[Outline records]
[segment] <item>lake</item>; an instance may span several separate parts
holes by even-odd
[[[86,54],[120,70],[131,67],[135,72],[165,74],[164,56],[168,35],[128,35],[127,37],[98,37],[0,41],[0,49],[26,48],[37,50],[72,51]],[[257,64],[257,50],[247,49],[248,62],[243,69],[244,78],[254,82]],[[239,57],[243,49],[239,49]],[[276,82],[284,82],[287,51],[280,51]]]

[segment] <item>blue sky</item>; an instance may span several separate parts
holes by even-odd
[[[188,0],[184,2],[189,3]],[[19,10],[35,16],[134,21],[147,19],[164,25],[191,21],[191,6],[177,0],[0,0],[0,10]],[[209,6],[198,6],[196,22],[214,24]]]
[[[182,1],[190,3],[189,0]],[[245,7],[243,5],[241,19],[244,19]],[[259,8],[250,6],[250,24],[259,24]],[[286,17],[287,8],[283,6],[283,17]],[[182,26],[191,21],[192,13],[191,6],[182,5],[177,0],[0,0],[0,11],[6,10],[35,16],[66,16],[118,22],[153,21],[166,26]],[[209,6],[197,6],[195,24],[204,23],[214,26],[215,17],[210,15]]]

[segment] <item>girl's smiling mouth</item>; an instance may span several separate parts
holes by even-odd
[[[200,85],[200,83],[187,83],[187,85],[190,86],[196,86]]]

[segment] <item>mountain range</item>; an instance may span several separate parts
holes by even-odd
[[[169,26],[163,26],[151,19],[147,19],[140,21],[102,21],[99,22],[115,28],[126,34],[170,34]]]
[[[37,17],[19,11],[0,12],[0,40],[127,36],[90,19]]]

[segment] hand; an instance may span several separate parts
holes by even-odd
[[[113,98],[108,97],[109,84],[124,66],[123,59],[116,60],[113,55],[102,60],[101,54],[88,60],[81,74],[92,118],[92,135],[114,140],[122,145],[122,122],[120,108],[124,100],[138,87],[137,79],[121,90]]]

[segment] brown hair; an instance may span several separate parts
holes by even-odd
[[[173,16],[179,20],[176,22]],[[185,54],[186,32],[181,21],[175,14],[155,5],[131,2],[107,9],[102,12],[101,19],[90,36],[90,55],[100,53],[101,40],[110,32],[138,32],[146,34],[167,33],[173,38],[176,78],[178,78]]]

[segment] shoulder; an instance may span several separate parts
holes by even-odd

REQUIREMENT. Turn the material above into a Markdown table with two columns, Row and Line, putting each non-blank line in its own numbered row and omitting blank lines.

RESULT OF THIS EXERCISE.
| Row | Line |
|---|---|
| 1 | [segment] <item>lake</item>; an instance may span several separate parts |
| 2 | holes by even-odd |
| 3 | [[[86,54],[120,70],[131,67],[135,72],[165,74],[164,56],[168,35],[128,35],[127,37],[98,37],[0,41],[0,49],[26,48],[37,50],[72,51]],[[257,64],[257,50],[247,49],[248,62],[243,69],[244,78],[254,82]],[[239,57],[243,49],[239,49]],[[276,82],[284,82],[287,51],[280,51]]] |
| 4 | [segment] <item>blue sky</item>; an instance may span several separate parts |
| 5 | holes by even-odd |
| 6 | [[[188,0],[184,2],[189,3]],[[19,10],[35,16],[134,21],[147,19],[164,25],[191,21],[191,6],[177,0],[0,0],[0,10]],[[209,6],[198,6],[196,22],[214,24]]] |
| 7 | [[[182,1],[190,3],[189,0]],[[245,7],[243,5],[241,19],[244,19]],[[259,8],[250,6],[250,24],[259,24]],[[286,17],[287,8],[283,6],[283,17]],[[182,26],[191,21],[192,13],[191,6],[182,5],[177,0],[0,0],[0,11],[6,10],[35,16],[66,16],[118,22],[153,21],[166,26]],[[209,6],[197,6],[195,24],[204,23],[214,26],[215,17],[210,15]]] |
| 8 | [segment] <item>girl's smiling mouth</item>; an instance may span several separate parts |
| 9 | holes by even-odd |
| 10 | [[[200,85],[200,83],[187,83],[187,85],[190,86],[196,86]]] |
| 11 | [segment] <item>mountain range</item>; an instance may span several separate parts |
| 12 | holes by even-odd |
| 13 | [[[169,26],[163,26],[151,19],[147,19],[140,21],[102,21],[99,22],[115,28],[126,34],[170,34]]] |
| 14 | [[[37,17],[19,11],[0,12],[0,40],[127,36],[90,19]]] |
| 15 | [segment] hand; an instance may span several separate parts |
| 16 | holes by even-odd |
| 17 | [[[113,98],[108,97],[109,84],[124,66],[123,59],[116,60],[113,55],[102,60],[101,54],[88,60],[81,74],[92,118],[92,135],[114,140],[122,145],[122,122],[120,108],[124,100],[138,87],[137,79],[121,90]]] |
| 18 | [segment] brown hair; an instance may span several separate parts |
| 19 | holes by even-odd |
| 20 | [[[173,16],[179,20],[176,22]],[[185,54],[186,32],[181,21],[175,14],[155,5],[131,2],[107,9],[102,12],[101,19],[90,36],[90,55],[100,53],[101,40],[110,32],[138,32],[146,34],[167,33],[173,38],[176,78],[178,78]]] |
| 21 | [segment] shoulder; an instance may span several separate parts |
| 22 | holes by even-odd |